Stored records:
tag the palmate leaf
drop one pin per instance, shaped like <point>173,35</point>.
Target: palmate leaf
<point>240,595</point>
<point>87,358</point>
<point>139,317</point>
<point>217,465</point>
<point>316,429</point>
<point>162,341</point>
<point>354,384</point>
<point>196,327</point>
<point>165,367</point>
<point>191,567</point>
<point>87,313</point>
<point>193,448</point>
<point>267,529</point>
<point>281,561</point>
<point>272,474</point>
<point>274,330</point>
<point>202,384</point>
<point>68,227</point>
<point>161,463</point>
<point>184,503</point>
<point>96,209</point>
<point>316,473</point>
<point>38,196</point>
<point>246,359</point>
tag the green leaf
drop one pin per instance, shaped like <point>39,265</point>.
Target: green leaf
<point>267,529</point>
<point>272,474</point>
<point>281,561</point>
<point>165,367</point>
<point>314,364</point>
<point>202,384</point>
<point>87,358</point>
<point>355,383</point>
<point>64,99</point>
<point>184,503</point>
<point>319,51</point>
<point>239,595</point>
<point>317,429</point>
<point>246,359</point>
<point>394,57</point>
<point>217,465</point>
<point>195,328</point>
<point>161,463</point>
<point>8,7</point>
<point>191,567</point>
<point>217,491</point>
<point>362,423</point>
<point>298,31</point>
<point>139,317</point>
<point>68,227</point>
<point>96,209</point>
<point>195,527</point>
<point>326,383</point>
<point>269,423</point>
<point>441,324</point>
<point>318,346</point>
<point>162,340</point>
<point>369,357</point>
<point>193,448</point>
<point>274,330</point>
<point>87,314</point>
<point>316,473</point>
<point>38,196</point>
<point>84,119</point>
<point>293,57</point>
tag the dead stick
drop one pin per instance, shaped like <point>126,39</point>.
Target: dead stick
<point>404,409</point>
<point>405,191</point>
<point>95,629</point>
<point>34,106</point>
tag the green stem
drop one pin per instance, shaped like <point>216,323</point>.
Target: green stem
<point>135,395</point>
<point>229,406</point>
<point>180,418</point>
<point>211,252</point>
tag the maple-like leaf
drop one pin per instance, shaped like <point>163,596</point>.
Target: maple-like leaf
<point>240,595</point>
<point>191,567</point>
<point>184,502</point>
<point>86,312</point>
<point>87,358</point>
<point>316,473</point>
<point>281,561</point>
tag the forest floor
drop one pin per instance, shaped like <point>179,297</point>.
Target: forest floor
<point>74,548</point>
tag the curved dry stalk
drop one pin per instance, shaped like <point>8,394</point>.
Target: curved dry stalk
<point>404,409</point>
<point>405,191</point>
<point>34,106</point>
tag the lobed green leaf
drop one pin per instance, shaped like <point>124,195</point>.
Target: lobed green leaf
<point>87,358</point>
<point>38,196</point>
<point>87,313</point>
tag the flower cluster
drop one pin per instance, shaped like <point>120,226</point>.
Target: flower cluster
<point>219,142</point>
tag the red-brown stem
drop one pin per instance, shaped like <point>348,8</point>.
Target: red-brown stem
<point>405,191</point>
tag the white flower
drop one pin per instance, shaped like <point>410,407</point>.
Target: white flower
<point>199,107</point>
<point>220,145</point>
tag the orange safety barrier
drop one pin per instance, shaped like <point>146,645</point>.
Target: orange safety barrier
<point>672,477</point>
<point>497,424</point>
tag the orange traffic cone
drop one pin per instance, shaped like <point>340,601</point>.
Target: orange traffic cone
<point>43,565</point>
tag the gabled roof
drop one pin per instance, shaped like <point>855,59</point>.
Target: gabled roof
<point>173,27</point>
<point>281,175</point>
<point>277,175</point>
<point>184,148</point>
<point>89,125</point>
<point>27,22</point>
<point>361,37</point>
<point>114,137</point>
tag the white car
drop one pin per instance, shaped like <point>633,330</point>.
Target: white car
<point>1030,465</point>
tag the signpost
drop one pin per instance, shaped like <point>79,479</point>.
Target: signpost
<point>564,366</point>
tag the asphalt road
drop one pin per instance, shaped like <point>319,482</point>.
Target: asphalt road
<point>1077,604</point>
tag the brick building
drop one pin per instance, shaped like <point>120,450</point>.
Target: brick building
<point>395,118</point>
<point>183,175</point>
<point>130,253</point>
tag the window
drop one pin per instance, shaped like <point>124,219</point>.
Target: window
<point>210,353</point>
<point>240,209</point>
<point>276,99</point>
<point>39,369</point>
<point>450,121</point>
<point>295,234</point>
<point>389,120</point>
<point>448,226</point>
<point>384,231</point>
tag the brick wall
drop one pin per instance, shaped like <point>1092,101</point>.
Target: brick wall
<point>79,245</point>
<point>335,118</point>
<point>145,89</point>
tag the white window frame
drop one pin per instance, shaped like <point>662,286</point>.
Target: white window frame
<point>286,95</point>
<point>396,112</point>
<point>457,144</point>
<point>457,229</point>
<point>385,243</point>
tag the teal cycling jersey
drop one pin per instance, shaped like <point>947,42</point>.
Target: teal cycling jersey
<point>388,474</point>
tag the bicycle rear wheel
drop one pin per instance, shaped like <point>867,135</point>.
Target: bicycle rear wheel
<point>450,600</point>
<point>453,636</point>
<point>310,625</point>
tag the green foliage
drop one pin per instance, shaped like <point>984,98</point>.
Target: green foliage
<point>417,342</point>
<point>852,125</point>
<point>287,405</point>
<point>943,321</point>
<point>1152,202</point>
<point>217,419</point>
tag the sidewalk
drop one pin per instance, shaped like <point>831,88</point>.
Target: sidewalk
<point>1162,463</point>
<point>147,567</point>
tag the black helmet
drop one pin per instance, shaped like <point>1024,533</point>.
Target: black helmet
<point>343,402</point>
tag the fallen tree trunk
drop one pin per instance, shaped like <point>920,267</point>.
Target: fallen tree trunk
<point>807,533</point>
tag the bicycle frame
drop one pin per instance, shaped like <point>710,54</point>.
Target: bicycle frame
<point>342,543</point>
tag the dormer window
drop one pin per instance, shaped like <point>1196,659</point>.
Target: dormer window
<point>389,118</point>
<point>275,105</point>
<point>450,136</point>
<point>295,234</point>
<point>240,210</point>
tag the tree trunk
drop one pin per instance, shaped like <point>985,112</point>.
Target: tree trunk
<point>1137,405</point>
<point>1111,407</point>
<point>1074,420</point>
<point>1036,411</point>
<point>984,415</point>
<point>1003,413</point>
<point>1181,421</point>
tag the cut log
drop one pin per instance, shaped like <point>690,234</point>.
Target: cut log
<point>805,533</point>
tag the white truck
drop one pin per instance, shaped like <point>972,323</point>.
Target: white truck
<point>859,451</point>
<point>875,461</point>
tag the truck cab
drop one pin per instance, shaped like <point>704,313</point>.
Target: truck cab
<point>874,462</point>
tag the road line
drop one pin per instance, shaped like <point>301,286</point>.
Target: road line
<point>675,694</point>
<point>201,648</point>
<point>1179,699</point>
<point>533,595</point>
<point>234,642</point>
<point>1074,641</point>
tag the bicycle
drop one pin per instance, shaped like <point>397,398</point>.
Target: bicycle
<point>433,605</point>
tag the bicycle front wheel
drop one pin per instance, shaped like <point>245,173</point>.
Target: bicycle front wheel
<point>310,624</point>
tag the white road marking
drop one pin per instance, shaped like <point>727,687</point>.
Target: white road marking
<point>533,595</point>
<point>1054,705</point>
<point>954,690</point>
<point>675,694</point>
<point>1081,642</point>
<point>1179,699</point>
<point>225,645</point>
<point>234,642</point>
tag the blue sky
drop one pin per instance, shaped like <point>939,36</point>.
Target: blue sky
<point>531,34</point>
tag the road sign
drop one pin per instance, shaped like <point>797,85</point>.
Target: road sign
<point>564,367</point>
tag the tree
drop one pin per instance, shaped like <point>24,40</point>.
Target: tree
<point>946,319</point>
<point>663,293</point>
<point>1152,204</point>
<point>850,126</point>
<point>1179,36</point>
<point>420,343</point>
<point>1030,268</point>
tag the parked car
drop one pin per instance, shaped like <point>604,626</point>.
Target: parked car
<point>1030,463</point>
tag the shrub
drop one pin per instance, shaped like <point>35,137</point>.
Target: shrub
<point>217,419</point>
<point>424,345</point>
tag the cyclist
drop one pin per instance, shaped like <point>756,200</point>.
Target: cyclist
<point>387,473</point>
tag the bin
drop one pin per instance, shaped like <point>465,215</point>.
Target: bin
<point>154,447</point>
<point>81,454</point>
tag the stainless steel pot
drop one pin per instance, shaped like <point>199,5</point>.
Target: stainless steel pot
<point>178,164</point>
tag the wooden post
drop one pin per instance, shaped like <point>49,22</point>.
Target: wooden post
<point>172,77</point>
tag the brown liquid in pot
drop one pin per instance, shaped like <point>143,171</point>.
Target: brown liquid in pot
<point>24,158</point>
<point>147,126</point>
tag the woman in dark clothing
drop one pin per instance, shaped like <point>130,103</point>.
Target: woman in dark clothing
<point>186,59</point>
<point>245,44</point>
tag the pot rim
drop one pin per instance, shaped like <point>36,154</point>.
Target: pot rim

_About this task_
All lines from the beginning of the entries through the line marked "drop one pin per instance, shaped like <point>173,35</point>." are to be output exactly; nothing else belongs in the answer.

_Response for this exercise_
tag the palmate leaf
drop one pin per instance, shaped like <point>173,35</point>.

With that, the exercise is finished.